Consignes:
(1) Dans le texte sur la radiothérapie présenté plus bas, combien de nouveaux cas de cancers ORL sont recensés chaque année ?
(2) Rédigez la suite du texte sur la radiothérapie présenté plus bas, en reprenant juste après sa dernière phrase.

Radiothérapie
Élodie LOURS* Marion FLORIMOND** Franck DECUP***
*Docteur en chirurgie dentaire
**Docteur en chirurgie dentaire
***Assistante HU Paris
****MCU-PH Universités de Paris
*****Exercice libéral Paris
L'irradiation de la sphère cervico-faciale est un outil thérapeutique dans les cancers ORL mais ses répercussionsne sont malheureusement pas limitées au volume tumoral. Avec 14 000 nouveaux cas par an et 50 % de décès, les cancers ORL sont en plus d'être une problématique de santé publique, un challenge pour le chirurgien-dentiste. En effet, les patients en rémission présentent des séquelles à vie qu'il faut comprendre pour adapter la prise en charge bucco-dentaire. Le...
L'irradiation de la sphère cervico-faciale est un outil thérapeutique dans les cancers ORL mais ses répercussionsne sont malheureusement pas limitées au volume tumoral. Avec 14 000 nouveaux cas par an et 50 % de décès, les cancers ORL sont en plus d'être une problématique de santé publique, un challenge pour le chirurgien-dentiste. En effet, les patients en rémission présentent des séquelles à vie qu'il faut comprendre pour adapter la prise en charge bucco-dentaire. Le but de cet article est de faire le point sur la technique de la radiothérapie en elle-même et sur son impact sur la sphère buccodentaire afin de lever l'inconnu et faciliter la prise en charge des patients en cabinet de ville.

Enregistrements fournis:
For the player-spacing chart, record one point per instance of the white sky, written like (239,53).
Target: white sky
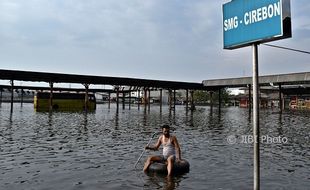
(179,40)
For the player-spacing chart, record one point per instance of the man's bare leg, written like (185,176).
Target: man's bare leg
(170,162)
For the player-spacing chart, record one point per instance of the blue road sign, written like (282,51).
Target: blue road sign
(253,21)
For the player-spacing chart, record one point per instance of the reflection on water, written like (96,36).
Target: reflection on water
(63,150)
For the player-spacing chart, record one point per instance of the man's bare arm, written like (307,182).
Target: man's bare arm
(177,147)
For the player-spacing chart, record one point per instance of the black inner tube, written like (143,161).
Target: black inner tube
(178,167)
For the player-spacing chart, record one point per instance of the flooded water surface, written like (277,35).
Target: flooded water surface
(76,150)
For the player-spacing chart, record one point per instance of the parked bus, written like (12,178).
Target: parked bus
(64,101)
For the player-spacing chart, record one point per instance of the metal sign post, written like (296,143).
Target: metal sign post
(256,117)
(252,22)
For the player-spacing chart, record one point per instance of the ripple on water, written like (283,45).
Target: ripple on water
(64,150)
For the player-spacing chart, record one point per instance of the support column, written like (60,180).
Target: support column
(174,98)
(22,98)
(129,106)
(256,134)
(86,104)
(211,99)
(280,98)
(250,98)
(51,96)
(139,99)
(192,100)
(109,105)
(117,99)
(1,96)
(170,99)
(160,99)
(12,94)
(186,100)
(149,100)
(220,98)
(123,99)
(145,98)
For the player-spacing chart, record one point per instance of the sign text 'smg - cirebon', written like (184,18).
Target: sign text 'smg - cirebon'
(254,21)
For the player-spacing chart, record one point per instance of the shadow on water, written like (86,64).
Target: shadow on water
(161,181)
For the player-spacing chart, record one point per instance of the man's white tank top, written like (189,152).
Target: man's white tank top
(168,148)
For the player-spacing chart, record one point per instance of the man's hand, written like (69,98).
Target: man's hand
(149,148)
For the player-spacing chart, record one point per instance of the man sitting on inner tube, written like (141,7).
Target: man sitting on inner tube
(171,150)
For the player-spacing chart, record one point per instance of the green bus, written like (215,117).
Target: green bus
(64,101)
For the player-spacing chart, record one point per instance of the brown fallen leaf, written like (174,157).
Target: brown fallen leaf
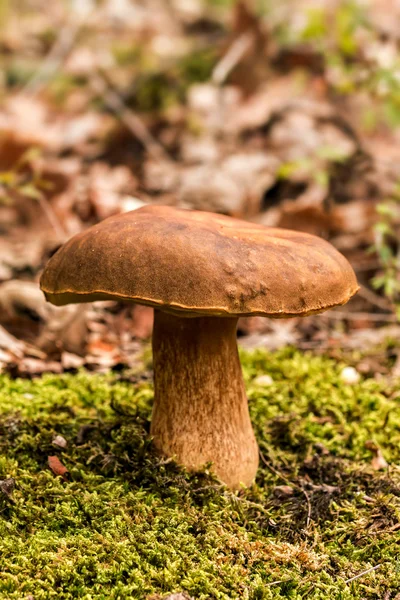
(57,467)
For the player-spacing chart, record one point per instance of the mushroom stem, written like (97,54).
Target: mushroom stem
(200,409)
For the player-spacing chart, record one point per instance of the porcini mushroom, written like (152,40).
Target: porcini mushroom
(201,272)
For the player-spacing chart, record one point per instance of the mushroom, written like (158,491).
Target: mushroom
(201,272)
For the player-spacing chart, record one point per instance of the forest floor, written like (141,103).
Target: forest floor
(90,511)
(282,113)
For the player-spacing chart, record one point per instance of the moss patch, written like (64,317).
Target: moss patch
(125,524)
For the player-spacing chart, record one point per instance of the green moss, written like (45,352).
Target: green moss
(126,524)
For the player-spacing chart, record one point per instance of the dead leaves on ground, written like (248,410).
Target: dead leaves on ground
(266,140)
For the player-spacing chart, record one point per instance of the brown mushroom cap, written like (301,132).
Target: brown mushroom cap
(198,262)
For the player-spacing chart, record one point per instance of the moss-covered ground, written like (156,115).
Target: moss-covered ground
(125,524)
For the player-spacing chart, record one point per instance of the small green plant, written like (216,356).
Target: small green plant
(387,248)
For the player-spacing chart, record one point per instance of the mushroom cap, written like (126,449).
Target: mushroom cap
(197,262)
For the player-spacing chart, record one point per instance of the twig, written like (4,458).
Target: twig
(307,497)
(51,216)
(275,471)
(291,483)
(363,573)
(232,58)
(128,117)
(374,299)
(275,583)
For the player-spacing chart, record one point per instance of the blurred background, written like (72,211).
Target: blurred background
(283,113)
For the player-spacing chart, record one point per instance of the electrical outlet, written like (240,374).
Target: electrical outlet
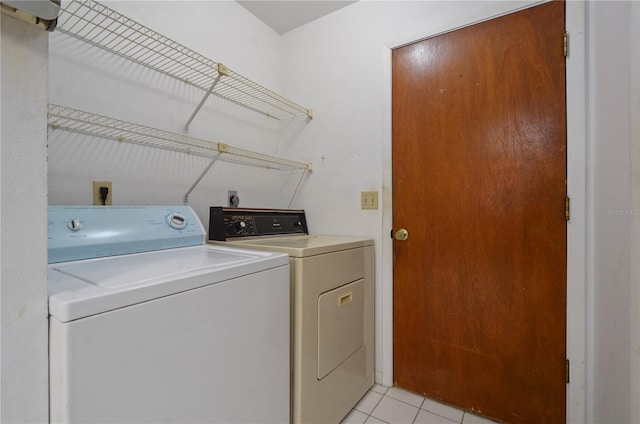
(369,200)
(234,199)
(97,195)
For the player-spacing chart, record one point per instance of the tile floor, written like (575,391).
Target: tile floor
(393,405)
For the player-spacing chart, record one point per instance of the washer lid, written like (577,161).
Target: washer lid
(301,246)
(87,287)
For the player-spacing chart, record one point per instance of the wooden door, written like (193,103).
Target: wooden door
(479,183)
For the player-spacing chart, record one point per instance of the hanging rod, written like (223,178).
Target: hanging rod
(100,26)
(78,121)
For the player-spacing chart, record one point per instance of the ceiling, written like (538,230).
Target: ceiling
(283,16)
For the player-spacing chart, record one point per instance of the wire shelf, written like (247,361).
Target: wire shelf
(78,121)
(100,26)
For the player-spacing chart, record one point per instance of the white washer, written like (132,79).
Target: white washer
(332,283)
(189,333)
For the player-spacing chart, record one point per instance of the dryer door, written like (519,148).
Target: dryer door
(340,325)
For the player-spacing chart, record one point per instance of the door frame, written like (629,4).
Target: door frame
(576,190)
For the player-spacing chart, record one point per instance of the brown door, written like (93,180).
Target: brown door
(479,169)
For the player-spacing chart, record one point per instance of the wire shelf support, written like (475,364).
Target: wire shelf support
(102,27)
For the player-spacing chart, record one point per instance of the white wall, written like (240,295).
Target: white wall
(23,229)
(634,123)
(91,79)
(339,66)
(611,325)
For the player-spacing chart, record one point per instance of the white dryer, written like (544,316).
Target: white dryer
(150,324)
(332,291)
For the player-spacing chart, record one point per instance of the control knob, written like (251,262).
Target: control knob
(239,226)
(74,224)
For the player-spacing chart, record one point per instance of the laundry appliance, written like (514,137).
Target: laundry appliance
(332,292)
(150,324)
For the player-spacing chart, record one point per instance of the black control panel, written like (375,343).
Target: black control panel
(233,223)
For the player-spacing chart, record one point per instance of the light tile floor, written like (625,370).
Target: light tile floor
(392,405)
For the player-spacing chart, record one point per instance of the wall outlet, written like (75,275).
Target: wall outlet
(234,199)
(98,188)
(369,200)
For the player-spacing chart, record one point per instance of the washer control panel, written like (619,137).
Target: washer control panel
(231,223)
(84,232)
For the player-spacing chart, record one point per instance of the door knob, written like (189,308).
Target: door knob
(402,234)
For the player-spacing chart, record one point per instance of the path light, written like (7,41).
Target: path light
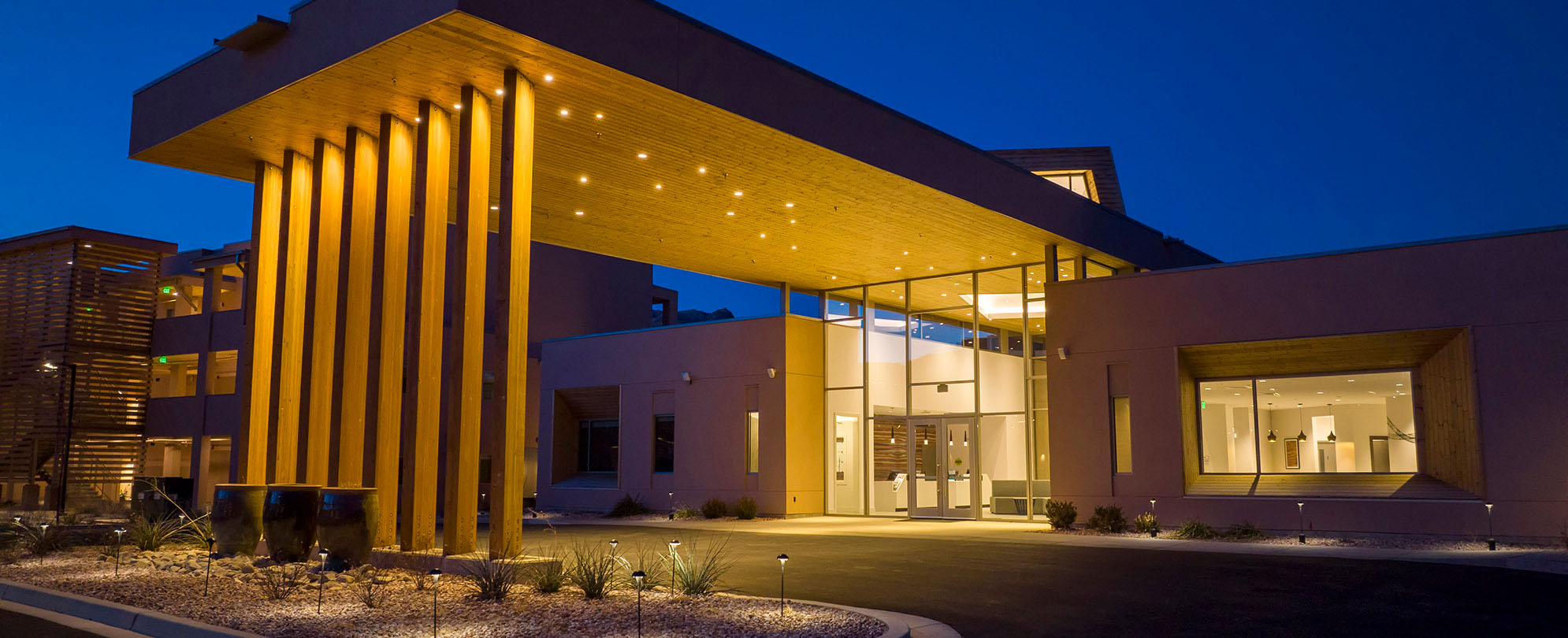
(1492,540)
(435,603)
(673,560)
(321,592)
(1300,511)
(120,536)
(638,577)
(207,585)
(1154,530)
(783,558)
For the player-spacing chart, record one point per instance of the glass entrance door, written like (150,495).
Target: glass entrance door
(942,468)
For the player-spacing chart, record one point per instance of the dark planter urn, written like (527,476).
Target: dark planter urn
(289,519)
(347,525)
(237,517)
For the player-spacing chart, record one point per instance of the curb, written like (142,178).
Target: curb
(113,615)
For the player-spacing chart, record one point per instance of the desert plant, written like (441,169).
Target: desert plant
(1107,519)
(1246,532)
(648,562)
(745,508)
(592,569)
(548,576)
(1195,530)
(1061,513)
(39,538)
(627,505)
(698,573)
(714,508)
(1145,522)
(281,581)
(372,588)
(494,579)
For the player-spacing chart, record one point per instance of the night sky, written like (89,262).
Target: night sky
(1247,129)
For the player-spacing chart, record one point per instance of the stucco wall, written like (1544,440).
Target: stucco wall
(1506,291)
(723,359)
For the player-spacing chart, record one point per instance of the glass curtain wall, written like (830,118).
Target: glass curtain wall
(935,395)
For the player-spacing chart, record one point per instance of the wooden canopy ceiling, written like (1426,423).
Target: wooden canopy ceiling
(800,213)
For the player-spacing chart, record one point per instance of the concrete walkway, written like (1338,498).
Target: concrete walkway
(1031,533)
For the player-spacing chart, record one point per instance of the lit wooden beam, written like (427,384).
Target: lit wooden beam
(468,328)
(394,196)
(508,473)
(261,302)
(358,243)
(326,220)
(427,261)
(295,223)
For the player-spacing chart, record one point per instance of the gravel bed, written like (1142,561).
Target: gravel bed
(165,582)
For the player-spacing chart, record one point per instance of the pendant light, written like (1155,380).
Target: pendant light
(1332,438)
(1302,435)
(1270,424)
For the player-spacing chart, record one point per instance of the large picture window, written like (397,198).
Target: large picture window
(1322,424)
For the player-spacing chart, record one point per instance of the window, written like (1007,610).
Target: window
(598,446)
(663,443)
(753,430)
(1121,430)
(1321,424)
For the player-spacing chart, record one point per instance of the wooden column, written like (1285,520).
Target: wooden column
(261,295)
(356,276)
(394,199)
(508,473)
(326,218)
(468,328)
(427,264)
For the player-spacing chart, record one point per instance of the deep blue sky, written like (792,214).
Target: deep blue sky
(1247,129)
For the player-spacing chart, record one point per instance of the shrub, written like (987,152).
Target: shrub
(1107,519)
(714,508)
(549,576)
(698,573)
(649,563)
(745,508)
(592,569)
(1061,513)
(1195,530)
(372,588)
(1246,532)
(280,582)
(1145,522)
(492,579)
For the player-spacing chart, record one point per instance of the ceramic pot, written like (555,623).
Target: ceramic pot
(289,519)
(347,524)
(237,517)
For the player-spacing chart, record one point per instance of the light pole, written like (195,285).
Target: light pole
(120,538)
(1492,540)
(783,558)
(1154,530)
(321,592)
(1300,513)
(638,577)
(207,587)
(674,558)
(435,603)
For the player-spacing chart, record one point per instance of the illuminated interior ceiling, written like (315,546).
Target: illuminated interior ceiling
(657,176)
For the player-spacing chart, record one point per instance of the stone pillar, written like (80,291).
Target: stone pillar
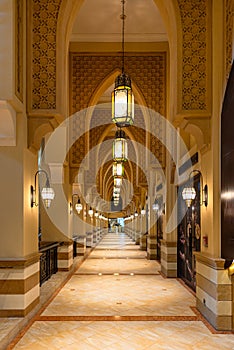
(151,238)
(19,285)
(214,294)
(65,256)
(169,258)
(143,236)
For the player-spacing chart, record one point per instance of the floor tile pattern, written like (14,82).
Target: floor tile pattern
(118,300)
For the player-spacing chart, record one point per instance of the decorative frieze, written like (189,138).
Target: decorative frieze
(44,17)
(195,54)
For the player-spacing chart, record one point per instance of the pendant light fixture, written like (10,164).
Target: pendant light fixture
(118,169)
(47,193)
(78,206)
(120,147)
(117,181)
(122,96)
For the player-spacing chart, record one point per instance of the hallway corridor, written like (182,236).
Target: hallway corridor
(117,299)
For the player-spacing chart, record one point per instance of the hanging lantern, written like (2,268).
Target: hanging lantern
(120,147)
(122,101)
(90,212)
(78,206)
(143,211)
(117,181)
(118,169)
(122,96)
(47,195)
(188,195)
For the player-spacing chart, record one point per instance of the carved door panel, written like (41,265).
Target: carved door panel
(189,235)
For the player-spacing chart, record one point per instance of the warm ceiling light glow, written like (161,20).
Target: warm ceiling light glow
(120,147)
(122,96)
(47,193)
(118,169)
(188,195)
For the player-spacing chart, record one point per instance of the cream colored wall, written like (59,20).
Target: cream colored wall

Réponses par consigne:
(1) On compte 14 000 nouveaux cas par an.

(2)
La radiothérapie cervico-faciale (RT) est une thérapeutique utilisée en cancérologie ORL pour induire l'apoptose des cellules tumorales. Ce traitement est associé à des séquelles lourdes et à un taux de survie faible impactant la qualité de vie des patients. Ainsi, la problématique essentielle pour les médecins a été sans cesse de faire évoluer la technique pour diminuer les effets indésirables. Dans les années 2000 est apparue une innovation, la technique de dosimétrie RCMI (Radiothérapie Conformationnelle avec Modulation d'Intensité) ou IMRT pour Intensity-modulated radiotherapy) qui a permis une nette amélioration de la précision du ciblage des volumes à traiter (et donc des effets indésirables). Cependant, l'irradiation des tissus sains adjacents reste encore inévitable.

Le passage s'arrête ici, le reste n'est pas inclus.